» ZU ERLEDIGENDE AUFGABEN:
**A.** Übernimm aus dem Interview zum Lieferkettengesetz den Abschnitt, der bei den Worten "Als Unternehmensberater helfen" beginnt und nach "alles okay ist?" endet, Wort für Wort.
**B.** Beantworte anhand des Interviews zum Lieferkettengesetz:
(i) Ab welchem Jahr soll das Gesetz für Unternehmen mit mehr als 3.000 Beschäftigten gelten?
(ii) Was verlangt das Gesetz laut Löning beispielsweise nicht?
(iii) In welchem Zeitraum war Löning Menschenrechtsbeauftragter der Bundesregierung?

» EXTRAHIERTER TEXT:
__________
Firmenberater über Lieferkettengesetz: „Anstrengungen sind leistbar“
Am Donnerstag berät der Bundestag über das Lieferkettengesetz. Die Regelungen für Unternehmen seien zumutbar, sagt der Firmenberater Markus Löning.
taz: Am Donnerstag berät der Bundestag über das Lieferkettengesetz. Viele Firmen müssen dann nachweisen, wie ihre ausländischen Lieferanten die Menschenrechte einhalten. Wie gut ist die Vorlage?
Markus Löning: Ich finde die Regelungen zumutbar. Das Gesetz verlangt beispielsweise keine Garantie für die Einhaltung der Menschenrechte. Die Unternehmen müssen sich aber darum bemühen – ein wichtiger Unterschied. Zudem geht es vornehmlich um die Hauptzulieferer der hiesigen Firmen. Und diese haben anderthalb Jahre Zeit, sich darauf vorzubereiten. Insgesamt ist es ein tragbarer Kompromiss.
Ab 2023 soll das Gesetz für Unternehmen gelten, die hierzulande mehr als 3.000 Beschäftigte haben. Ab 2024 werden Firmen ab 1.000 Leute einbezogen, also auch größere Mittelständler. Werden die damit überfordert?
Vielen Firmen verlangt die neue Regulierung zusätzliche Anstrengungen ab, unabhängig von der Zahl der Beschäftigten. Diese sind aber leistbar. Firmen werden sich zusammenschließen, um Standardverfahren zu entwickeln, die dem einzelnen Unternehmen einen Teil der Arbeit abnehmen. Branchenverbände arbeiten an solchen Lösungen, wir ebenso.
Als Unternehmensberater helfen Sie Firmen, dem Gesetz gerecht zu werden. Muss ein durchschnittlicher Maschinenbauer zwei, drei zusätzliche Leute einstellen, um die Paragrafen zu bewältigen?
Eher nicht. Auch mittlere Betriebe beschäftigen ja heute schon Mitarbeiter:innen, die sich um Umwelt- und Nachhaltigkeitsaspekte kümmern. Vielleicht geht es um eine neue Vollzeitstelle, wenn das jeweilige Unternehmen potenziell risikobehaftete Produkte einkauft.
Der 60-Jährige leitet die Beratung Löning für verantwortungsvolle Unternehmensführung in Berlin. Von 2010 bis 2014 war der FDP-Politiker Menschenrechtsbeauftragter der Bundesregierung im Auswärtigen Amt.
Das hiesige Management soll die menschenrechtlichen Risiken bei seinen wichtigsten Zulieferern überprüfen und sich von diesen bestätigen lassen, dass alles okay ist?
__________
» DATEN:
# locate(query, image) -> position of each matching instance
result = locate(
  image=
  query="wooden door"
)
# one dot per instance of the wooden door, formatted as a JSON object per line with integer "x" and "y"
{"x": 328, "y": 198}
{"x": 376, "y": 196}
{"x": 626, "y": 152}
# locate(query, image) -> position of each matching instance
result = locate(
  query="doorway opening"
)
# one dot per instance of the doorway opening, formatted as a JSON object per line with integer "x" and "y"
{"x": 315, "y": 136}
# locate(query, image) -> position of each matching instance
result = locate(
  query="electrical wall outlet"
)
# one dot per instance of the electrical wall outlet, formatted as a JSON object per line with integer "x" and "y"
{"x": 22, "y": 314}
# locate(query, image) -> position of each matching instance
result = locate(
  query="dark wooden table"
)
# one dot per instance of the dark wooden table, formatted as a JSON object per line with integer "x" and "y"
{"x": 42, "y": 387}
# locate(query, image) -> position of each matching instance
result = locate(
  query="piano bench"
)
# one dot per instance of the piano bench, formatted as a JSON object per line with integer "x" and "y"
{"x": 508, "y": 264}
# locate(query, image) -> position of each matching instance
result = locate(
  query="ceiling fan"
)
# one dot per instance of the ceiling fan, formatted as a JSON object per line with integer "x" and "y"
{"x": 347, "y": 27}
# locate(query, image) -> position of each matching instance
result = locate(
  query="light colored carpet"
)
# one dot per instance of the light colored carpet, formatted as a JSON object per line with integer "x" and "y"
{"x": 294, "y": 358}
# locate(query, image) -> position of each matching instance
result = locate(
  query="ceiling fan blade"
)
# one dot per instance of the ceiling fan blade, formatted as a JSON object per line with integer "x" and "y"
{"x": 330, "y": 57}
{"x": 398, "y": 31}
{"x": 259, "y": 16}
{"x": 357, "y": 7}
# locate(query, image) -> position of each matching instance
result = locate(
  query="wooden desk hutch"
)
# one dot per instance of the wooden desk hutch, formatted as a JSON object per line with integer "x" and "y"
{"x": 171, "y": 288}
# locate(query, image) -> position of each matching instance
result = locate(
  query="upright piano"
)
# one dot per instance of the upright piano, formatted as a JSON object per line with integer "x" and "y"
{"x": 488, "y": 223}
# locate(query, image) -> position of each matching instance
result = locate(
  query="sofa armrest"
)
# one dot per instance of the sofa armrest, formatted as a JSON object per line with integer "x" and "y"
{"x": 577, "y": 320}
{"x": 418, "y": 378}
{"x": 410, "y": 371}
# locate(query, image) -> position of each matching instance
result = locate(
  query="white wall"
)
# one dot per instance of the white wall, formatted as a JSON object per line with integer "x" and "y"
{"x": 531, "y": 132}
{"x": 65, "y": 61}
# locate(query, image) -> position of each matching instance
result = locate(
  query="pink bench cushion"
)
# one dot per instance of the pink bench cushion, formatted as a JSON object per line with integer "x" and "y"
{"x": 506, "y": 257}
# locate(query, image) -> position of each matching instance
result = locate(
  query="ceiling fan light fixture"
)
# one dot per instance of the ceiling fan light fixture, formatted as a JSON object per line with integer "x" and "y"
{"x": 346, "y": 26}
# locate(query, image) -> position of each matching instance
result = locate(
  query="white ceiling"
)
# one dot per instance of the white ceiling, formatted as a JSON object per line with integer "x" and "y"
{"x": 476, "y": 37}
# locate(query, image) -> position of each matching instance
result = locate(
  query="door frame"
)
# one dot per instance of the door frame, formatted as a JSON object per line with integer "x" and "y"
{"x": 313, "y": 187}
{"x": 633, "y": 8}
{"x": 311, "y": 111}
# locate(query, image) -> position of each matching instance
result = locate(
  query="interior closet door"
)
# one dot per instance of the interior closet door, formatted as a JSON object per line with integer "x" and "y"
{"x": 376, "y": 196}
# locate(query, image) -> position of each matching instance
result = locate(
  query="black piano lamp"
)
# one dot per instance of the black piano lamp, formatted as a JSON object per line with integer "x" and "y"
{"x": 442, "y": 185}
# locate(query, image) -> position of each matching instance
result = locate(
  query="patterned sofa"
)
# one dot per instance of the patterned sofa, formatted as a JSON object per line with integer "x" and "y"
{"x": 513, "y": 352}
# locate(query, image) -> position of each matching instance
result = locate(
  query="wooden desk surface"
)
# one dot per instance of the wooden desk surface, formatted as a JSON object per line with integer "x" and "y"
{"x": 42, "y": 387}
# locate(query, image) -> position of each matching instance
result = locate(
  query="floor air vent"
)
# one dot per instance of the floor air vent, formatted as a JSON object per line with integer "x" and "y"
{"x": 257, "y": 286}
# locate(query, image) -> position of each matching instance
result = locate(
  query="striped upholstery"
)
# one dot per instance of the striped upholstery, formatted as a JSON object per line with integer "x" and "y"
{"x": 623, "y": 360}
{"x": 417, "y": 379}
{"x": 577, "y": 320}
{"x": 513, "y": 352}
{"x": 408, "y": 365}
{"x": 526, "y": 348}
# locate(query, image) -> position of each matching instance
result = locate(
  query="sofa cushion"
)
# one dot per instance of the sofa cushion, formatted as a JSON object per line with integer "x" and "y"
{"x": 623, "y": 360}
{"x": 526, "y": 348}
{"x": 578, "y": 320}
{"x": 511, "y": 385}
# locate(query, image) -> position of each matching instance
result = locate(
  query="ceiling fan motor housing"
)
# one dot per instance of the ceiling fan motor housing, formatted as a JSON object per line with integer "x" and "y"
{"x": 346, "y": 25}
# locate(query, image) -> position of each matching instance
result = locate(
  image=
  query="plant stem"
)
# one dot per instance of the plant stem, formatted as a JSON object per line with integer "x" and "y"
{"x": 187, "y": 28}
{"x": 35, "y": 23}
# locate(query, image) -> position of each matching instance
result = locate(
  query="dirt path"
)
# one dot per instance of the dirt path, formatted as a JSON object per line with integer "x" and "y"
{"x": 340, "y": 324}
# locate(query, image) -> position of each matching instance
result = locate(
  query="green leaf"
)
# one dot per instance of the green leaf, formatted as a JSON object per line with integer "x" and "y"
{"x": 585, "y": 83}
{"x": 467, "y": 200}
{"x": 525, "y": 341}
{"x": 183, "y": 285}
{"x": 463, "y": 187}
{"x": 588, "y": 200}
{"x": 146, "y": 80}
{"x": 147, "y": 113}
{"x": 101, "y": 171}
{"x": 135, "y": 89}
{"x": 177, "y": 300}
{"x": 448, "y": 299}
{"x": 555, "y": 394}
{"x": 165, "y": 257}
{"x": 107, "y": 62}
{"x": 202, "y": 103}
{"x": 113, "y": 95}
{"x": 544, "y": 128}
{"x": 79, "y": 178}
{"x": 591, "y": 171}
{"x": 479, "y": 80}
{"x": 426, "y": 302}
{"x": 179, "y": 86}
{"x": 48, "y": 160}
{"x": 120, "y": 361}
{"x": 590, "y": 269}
__________
» ANTWORTEN NACH NUMMER:
**A.**
Als Unternehmensberater helfen Sie Firmen, dem Gesetz gerecht zu werden. Muss ein durchschnittlicher Maschinenbauer zwei, drei zusätzliche Leute einstellen, um die Paragrafen zu bewältigen?
Eher nicht. Auch mittlere Betriebe beschäftigen ja heute schon Mitarbeiter:innen, die sich um Umwelt- und Nachhaltigkeitsaspekte kümmern. Vielleicht geht es um eine neue Vollzeitstelle, wenn das jeweilige Unternehmen potenziell risikobehaftete Produkte einkauft.
Der 60-Jährige leitet die Beratung Löning für verantwortungsvolle Unternehmensführung in Berlin. Von 2010 bis 2014 war der FDP-Politiker Menschenrechtsbeauftragter der Bundesregierung im Auswärtigen Amt.
Das hiesige Management soll die menschenrechtlichen Risiken bei seinen wichtigsten Zulieferern überprüfen und sich von diesen bestätigen lassen, dass alles okay ist?

**B.**
(i) Ab 2023.
(ii) Keine Garantie für die Einhaltung der Menschenrechte.
(iii) Von 2010 bis 2014.